#### [Raw data]

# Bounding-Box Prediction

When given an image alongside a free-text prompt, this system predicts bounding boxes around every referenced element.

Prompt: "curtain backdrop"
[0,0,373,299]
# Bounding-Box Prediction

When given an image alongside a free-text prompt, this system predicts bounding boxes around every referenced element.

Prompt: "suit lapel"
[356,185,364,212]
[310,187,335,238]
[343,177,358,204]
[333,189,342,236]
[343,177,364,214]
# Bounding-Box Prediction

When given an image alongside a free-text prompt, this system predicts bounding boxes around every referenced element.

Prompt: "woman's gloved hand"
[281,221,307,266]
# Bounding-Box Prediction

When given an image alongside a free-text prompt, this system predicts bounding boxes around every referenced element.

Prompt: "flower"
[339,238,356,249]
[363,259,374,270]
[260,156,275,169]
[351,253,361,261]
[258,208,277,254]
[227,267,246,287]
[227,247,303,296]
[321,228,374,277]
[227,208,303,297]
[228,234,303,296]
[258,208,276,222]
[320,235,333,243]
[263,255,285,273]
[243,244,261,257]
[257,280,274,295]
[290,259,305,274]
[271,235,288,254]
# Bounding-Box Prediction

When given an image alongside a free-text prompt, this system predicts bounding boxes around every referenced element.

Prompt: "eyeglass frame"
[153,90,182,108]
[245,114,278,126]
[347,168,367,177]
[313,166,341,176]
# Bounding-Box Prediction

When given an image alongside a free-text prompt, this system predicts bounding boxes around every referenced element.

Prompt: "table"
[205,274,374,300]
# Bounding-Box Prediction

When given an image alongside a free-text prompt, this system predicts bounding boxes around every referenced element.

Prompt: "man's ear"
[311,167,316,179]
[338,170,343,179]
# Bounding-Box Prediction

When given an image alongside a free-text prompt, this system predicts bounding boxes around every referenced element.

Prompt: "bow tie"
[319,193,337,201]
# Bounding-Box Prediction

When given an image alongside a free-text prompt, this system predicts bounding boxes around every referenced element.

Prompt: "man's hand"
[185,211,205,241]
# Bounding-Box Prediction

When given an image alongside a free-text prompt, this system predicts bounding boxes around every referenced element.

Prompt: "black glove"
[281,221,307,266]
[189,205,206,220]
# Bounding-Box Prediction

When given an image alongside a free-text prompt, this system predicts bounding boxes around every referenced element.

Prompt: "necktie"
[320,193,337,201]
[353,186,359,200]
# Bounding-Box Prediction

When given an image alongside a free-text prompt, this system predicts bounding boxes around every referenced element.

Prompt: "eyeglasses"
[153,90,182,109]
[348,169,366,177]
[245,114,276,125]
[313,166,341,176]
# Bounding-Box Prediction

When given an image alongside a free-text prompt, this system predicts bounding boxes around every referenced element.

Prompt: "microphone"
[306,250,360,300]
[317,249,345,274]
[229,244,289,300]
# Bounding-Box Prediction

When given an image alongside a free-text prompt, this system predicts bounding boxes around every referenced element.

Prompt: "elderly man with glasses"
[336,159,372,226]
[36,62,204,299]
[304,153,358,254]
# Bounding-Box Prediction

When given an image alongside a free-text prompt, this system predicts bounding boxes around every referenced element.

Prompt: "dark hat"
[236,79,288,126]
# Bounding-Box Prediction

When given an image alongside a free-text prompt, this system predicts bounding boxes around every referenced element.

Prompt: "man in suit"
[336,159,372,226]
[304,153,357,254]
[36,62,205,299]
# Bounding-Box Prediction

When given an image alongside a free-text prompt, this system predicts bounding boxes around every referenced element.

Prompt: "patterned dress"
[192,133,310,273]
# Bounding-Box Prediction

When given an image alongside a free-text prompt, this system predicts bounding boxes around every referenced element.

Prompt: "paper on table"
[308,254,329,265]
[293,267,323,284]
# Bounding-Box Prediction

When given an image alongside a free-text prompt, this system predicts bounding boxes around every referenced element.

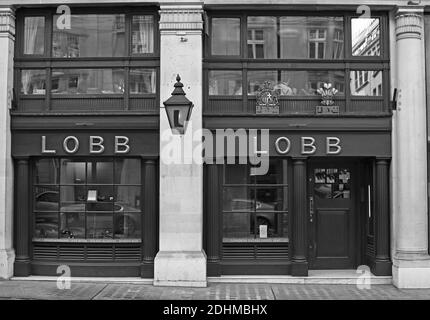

#### [To do]
Copy the entries exactly. No pictures.

#### [Solved problem]
# Bounding-Box Prediction

When given an image alongside a free-text prompt, this system predicts bounding boxes around every referenced element.

Prompt: "curtain backdrop"
[0,0,373,299]
# Bounding-Box Prediction

When given an image alongside a free-text prompt, this system predicts bounding boxes around every referenced element.

Prompt: "suit lapel"
[356,185,364,212]
[310,187,335,238]
[343,177,358,204]
[333,189,342,236]
[343,177,364,214]
# Bounding-Box Prediction

When given an image alongside a free-text prompt, this system predicts bounding boxes around every referenced element.

Prompt: "woman's gloved hand"
[281,221,307,266]
# Bounding-Box Prediction

When given an image alongside a free-text prompt, this system predicts bounding boxes around every referenced element.

Prompt: "flower"
[339,238,356,249]
[363,259,374,270]
[260,156,275,169]
[351,253,361,261]
[258,208,277,254]
[227,267,246,287]
[227,247,303,296]
[321,228,374,277]
[227,208,303,297]
[228,234,303,296]
[258,208,276,222]
[320,235,333,243]
[263,255,285,273]
[243,244,261,257]
[257,280,274,295]
[290,259,305,274]
[271,235,288,254]
# Bounding-Box Prediction

When given an image alongside a free-text prompt, this system predicts bounding boxes around every referenced element.

Prompt: "eyeglass frame"
[153,90,182,108]
[245,114,278,126]
[347,168,367,177]
[313,166,341,176]
# Bounding-Box Prediction

When given an image alongside a free-text prompt, this system predicts bounding boxes around every referenced element.

Prompt: "table"
[205,274,374,300]
# Bounding-Box Prediction

When given an image alongside a free-text prompt, this system predicts bounding boxes around every referenced element.

Prompt: "man's ear"
[311,167,316,179]
[338,170,343,179]
# Bounding-Box Prediction

When given an image alongside a free-text prompt, this system predicts bounding boxes around every referenced element.

Prompt: "bow tie"
[319,193,337,201]
# Bounding-Box Prediction

When given an image alongside a free-text prompt, this system predicts bounding boxes around every referenced element.

Prompt: "man's hand"
[185,211,205,241]
# Bounding-Box Prediction

When given an image alongside a free-text prompt, this system predicts bounding boxes around every referenced element.

Prompt: "black glove"
[281,221,307,266]
[189,205,206,220]
# Bounding-Box Prediction

When given an image alongside a free-text prompt, this system predicts bounding boxes around every referenced element.

Prompt: "necktie"
[320,193,337,201]
[353,186,359,200]
# Bounding-Box Prediction

When given an image alongside a free-text prompt, this system predicts bounding boxes around every referenced element.

Prompt: "eyeglasses"
[153,90,182,109]
[348,169,366,177]
[245,114,276,125]
[313,166,341,176]
# Bounding-Box Prediction

When given an image alongside a free-text prompt, this system predicts bounding boxes around every referenced element.

Prompt: "microphone"
[306,250,360,300]
[317,249,345,274]
[229,244,289,300]
# Bounding-Box Prediction

When given an image alongside a free-text prompt, this system predicts bounding boxes around every referenced element.

Prompt: "elderly man with glasses"
[336,159,372,226]
[36,62,204,299]
[304,153,358,254]
# Bounding-Box Prediction

When given an image alongside a free-text prompt, this system predicts bounding boxes around every referenced element.

Prompt: "dark hat"
[236,79,288,126]
# Bounding-Box Prediction

When given an image alongside a free-text prompt, this system predicts bounding boxes around every referenced element.

Prompt: "man in suit"
[336,159,372,226]
[304,153,357,254]
[36,62,205,299]
# Bounding-Box Prediction

When given an image alongside a free-text prompt, this system predicts bounding boxes around every referenced element.

Prompt: "patterned dress"
[192,133,310,273]
# Bounding-Box Prediction

When given an image alongside a free-text prompt, this system predicts bounding boxes around every referenced element.

Prompt: "paper on table"
[308,254,329,265]
[293,267,323,284]
# Bounding-Box Prediction

When given an image alongside a free-text prompt, this system predicts bounding boxes around every referenced element.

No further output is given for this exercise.